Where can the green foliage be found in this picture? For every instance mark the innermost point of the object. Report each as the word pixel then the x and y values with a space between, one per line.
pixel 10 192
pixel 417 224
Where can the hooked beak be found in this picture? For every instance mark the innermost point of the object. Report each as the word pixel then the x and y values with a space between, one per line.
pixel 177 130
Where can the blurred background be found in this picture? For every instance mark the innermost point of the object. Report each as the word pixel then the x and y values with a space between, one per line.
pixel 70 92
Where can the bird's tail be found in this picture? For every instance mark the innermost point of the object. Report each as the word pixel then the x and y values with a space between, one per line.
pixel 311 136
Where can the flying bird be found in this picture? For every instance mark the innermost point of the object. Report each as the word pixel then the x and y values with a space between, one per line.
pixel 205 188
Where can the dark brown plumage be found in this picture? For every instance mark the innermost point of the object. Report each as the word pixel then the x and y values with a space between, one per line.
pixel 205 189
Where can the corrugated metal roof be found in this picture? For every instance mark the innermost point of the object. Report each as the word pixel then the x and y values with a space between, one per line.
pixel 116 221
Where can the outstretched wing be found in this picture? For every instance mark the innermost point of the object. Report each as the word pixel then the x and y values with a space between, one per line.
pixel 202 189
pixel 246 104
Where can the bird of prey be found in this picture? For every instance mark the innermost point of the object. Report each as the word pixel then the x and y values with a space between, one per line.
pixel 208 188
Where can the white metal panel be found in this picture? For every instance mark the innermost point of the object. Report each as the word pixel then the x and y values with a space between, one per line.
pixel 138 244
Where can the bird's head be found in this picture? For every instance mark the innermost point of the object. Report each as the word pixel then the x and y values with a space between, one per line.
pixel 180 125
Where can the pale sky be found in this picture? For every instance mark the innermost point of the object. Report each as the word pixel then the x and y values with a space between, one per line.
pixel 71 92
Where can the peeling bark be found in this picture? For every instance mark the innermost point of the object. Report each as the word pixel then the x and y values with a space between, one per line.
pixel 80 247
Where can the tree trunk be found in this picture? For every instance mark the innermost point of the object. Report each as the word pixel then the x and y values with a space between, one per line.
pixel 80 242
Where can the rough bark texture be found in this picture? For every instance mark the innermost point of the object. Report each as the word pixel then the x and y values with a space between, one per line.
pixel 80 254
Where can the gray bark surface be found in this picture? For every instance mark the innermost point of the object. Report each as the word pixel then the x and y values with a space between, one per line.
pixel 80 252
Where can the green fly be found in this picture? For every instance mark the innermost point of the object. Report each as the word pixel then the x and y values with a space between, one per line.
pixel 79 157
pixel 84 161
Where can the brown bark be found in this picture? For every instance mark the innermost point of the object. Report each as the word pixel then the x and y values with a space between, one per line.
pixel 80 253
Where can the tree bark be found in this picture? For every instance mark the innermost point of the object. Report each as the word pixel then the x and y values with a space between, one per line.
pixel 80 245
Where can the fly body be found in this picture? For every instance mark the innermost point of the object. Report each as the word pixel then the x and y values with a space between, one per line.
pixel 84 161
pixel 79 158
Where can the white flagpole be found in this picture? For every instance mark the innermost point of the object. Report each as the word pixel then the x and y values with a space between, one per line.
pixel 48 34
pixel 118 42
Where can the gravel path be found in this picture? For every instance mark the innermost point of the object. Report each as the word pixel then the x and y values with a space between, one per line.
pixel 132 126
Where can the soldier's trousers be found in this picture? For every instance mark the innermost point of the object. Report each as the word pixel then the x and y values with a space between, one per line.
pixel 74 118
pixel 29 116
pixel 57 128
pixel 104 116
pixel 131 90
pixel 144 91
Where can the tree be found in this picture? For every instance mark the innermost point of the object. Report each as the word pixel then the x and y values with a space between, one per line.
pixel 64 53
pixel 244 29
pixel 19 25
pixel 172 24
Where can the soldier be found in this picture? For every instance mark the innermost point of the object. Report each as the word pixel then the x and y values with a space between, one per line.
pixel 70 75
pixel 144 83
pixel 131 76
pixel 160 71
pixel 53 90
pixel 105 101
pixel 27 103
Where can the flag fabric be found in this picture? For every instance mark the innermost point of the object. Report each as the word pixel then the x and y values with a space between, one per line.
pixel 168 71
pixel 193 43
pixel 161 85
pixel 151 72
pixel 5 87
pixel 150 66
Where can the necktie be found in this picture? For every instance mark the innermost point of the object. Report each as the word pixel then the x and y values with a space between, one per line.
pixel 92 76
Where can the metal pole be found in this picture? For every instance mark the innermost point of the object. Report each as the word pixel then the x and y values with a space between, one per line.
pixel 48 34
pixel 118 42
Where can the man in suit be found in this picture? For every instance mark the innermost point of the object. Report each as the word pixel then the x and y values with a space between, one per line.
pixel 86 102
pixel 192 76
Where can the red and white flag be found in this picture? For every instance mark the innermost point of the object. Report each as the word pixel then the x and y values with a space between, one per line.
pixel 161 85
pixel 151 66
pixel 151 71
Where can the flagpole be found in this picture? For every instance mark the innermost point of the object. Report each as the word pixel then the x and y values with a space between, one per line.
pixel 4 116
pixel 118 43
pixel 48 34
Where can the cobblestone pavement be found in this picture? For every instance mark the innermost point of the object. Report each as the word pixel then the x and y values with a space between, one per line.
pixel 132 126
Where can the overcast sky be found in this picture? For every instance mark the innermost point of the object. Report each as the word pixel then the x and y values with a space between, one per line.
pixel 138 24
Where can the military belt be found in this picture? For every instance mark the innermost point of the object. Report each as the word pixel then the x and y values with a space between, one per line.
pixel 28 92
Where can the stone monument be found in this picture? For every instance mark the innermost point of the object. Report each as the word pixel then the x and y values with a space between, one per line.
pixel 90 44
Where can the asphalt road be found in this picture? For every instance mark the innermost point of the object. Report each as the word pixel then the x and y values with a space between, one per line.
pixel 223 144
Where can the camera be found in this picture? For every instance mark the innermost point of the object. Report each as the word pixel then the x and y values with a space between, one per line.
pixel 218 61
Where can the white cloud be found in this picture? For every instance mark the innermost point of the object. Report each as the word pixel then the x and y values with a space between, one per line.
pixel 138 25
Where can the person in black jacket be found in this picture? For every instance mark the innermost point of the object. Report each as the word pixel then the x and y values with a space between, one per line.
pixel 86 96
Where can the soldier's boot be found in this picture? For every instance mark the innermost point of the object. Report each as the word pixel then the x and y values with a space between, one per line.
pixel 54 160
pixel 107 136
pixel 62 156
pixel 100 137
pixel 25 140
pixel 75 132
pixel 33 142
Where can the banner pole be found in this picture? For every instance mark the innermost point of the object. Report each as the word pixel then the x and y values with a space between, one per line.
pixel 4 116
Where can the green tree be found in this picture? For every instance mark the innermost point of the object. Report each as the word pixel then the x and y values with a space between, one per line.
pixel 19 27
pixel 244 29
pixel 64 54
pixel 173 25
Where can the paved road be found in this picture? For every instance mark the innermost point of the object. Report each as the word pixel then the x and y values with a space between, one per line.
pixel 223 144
______________________________
EXERCISE DESCRIPTION: Give the entries again exactly, every one.

PROBLEM SOLUTION:
Where can the green foliage be found in this picture? For every instance mark the innermost point of the object. Report each as the word pixel then the x and y values with a space between, one per line.
pixel 10 192
pixel 417 224
Where can the hooked beak be found in this picture? For every instance mark the innermost point of the object. Report each as the word pixel then the x and y values with a space between, one per line.
pixel 177 130
Where can the blurred background be found in this picture? For every instance mark the innermost point of the object. Report each as the word pixel then the x and y values with a space between, one per line.
pixel 70 92
Where can the bird's tail be found in this picture? For every instance mark the innermost point of the object. Report each as the word pixel then the x and y values with a space between, one per line.
pixel 311 136
Where can the flying bird be found in this picture? For every instance mark the innermost point of the object. Report each as the word pixel then the x and y values with a space between, one per line.
pixel 205 188
Where can the dark brown plumage be found in this picture? For every instance mark the innermost point of the object. Report each as the word pixel then the x and y values with a space between, one per line.
pixel 205 189
Where can the corrugated metal roof be found in this picture? For every instance mark the innermost point of the object. Report each as the word pixel then the x and y values with a space between, one per line.
pixel 116 221
Where can the outstretched wing be found in this picture? For every instance mark the innermost point of the object. Report each as the word pixel then the x and y values with a space between, one per line.
pixel 202 189
pixel 246 104
Where can the bird of prey be found in this picture? For every instance mark the innermost point of the object. Report each as the word pixel then the x and y values with a space between, one per line.
pixel 208 188
Where can the white metal panel be found in this picture? For every instance mark the innermost point of the object. Report each as the word pixel then the x and y values with a space between, one per line.
pixel 138 244
Where can the bird's head be found in this picture? For every instance mark the innermost point of the object. Report each as the word pixel then the x and y values with a space between, one per line.
pixel 180 125
Where can the pale sky be found in this picture? For every instance mark the innermost point of the object. Report each as the word pixel then the x and y values with a space between, one per line.
pixel 71 92
Where can the peeling bark be found in this picture? For every instance mark the innermost point of the object. Report each as the word pixel then the x and y values with a space between, one per line.
pixel 80 247
Where can the tree trunk be found in this picture? For every instance mark the innermost point of the object. Report each as the word pixel then the x and y values with a space between, one per line.
pixel 80 242
Where can the rough bark texture be found in this picture? For every instance mark the innermost point of the object. Report each as the word pixel then the x and y values with a space between, one per line.
pixel 80 254
Where can the gray bark surface be found in this picture? For every instance mark the innermost point of the object. Report each as the word pixel then the x and y values with a space between, one per line.
pixel 80 252
Where can the green fly be found in this picture? For every instance mark the innermost point of the object. Report each as the word pixel then the x and y values with a space between, one per line.
pixel 79 157
pixel 84 161
Where can the brown bark be found in this picture? For every instance mark the innermost point of the object. Report each as the word pixel then the x and y values with a space between, one per line.
pixel 80 253
Where can the tree bark be found in this picture? For every instance mark the innermost point of the object. Report each as the word pixel then the x and y values with a space between, one per line.
pixel 80 245
Where can the fly body be found in this picture? For every instance mark the innermost point of the object. Report each as the word pixel then the x and y values with a space between, one per line.
pixel 84 161
pixel 79 158
Where can the white flagpole be found in this picture? For every instance mark the innermost point of the object. Report each as the word pixel then the x and y values with a space between, one per line.
pixel 48 34
pixel 118 42
Where can the gravel path be found in this picture? For every instance mark the innermost point of the object. Report each as the word pixel then the x and y values with a space between, one per line.
pixel 132 126
Where can the soldier's trousers be found in this picture? For every instance mark the innermost point of the object. Report each as the word pixel then the x and y values with a space between, one per line.
pixel 74 118
pixel 29 116
pixel 57 128
pixel 104 116
pixel 131 90
pixel 144 91
Where can the tree be found in this picture? For every instance mark the innermost point of the object. Report each as the word pixel then the x and y values with a space between, one per line.
pixel 64 53
pixel 244 29
pixel 19 25
pixel 172 24
Where can the soldier be found in this picture? For every instance mark the innermost point of the object. Report each as the word pixel then the x and y values with a space between, one per line.
pixel 70 75
pixel 144 83
pixel 131 76
pixel 160 71
pixel 53 90
pixel 105 101
pixel 27 103
Where can the flag fabric be found in this picture? For every instance mark the innermost point of the object. Report each as the word pixel then the x and y values with a space between, one per line.
pixel 168 71
pixel 193 43
pixel 161 85
pixel 151 72
pixel 5 87
pixel 150 66
Where can the necktie be found in this picture? For every instance mark the innermost point of the object. Report each as the word pixel then the x and y values with a space between, one per line.
pixel 92 76
Where can the metal pole be found in this picture? For every instance mark the innermost point of the object. Report each as the word pixel then the x and y values with a space between, one per line.
pixel 48 34
pixel 118 42
Where can the man in suit be found in this picture? For every instance mark the innermost point of the object. Report each as the word pixel then the x and y values with a space between, one per line.
pixel 86 102
pixel 192 76
Where can the red and white flag be found in this picture? For every instance mark the innermost point of the object. Report each as the word pixel then the x and y values with a space between, one per line.
pixel 161 85
pixel 151 66
pixel 151 71
Where can the flagpole be found in this picture? For every instance mark the innermost point of the object. Report each as the word pixel then the x and y values with a space between, one per line.
pixel 4 116
pixel 118 43
pixel 48 34
Where can the cobblestone pavement be found in this picture? For every instance mark the innermost point of the object. Report each as the word pixel then the x and y values with a space between, one per line.
pixel 132 126
Where can the overcast sky be found in this picture? For every instance mark the innermost point of the object. Report each as the word pixel then the x and y values with a space between, one per line.
pixel 138 24
Where can the military belt be found in this picture? For every instance mark the innermost point of the object. Report each as the word pixel then the x and y values with a space between, one per line.
pixel 28 92
Where can the stone monument be found in this picture? For every instance mark the innermost point of the object. Report each as the word pixel then the x and y values with a space between, one per line.
pixel 90 44
Where can the asphalt road be found in this picture? For every instance mark the innermost point of the object. Report each as the word pixel then the x and y values with a space between, one per line.
pixel 223 144
Where can the camera be found in this picture? For every instance mark the innermost point of the object. Report each as the word pixel then the x and y values with a space between, one per line.
pixel 218 61
Where can the white cloud be found in this picture? For every instance mark the innermost point of the object. Report each as the word pixel then the x and y values with a space between, one per line.
pixel 138 25
Where can the person in black jacket be found in this picture? For every instance mark the innermost point of the object. Report each as the word pixel then the x and y values with a space between, one per line.
pixel 86 96
Where can the soldier's boot be found in this picture? For every instance mark the innermost point of the object. Report each as the word pixel then the x and y values with a space between, one per line.
pixel 54 160
pixel 107 136
pixel 62 156
pixel 100 137
pixel 25 140
pixel 75 132
pixel 33 142
Where can the banner pole be found in this picture? For every instance mark the innermost point of the object. Report each as the word pixel then the x and y values with a space between, one per line.
pixel 4 116
Where can the green tree be found in this picture? For every instance mark the innermost point of the object. Report each as the word pixel then the x and y values with a space between, one per line.
pixel 19 27
pixel 244 29
pixel 64 54
pixel 173 25
Where can the paved road be found in this picture? For every instance mark the innermost point of the object. Report each as the word pixel then the x and y values with a space between, one per line.
pixel 223 144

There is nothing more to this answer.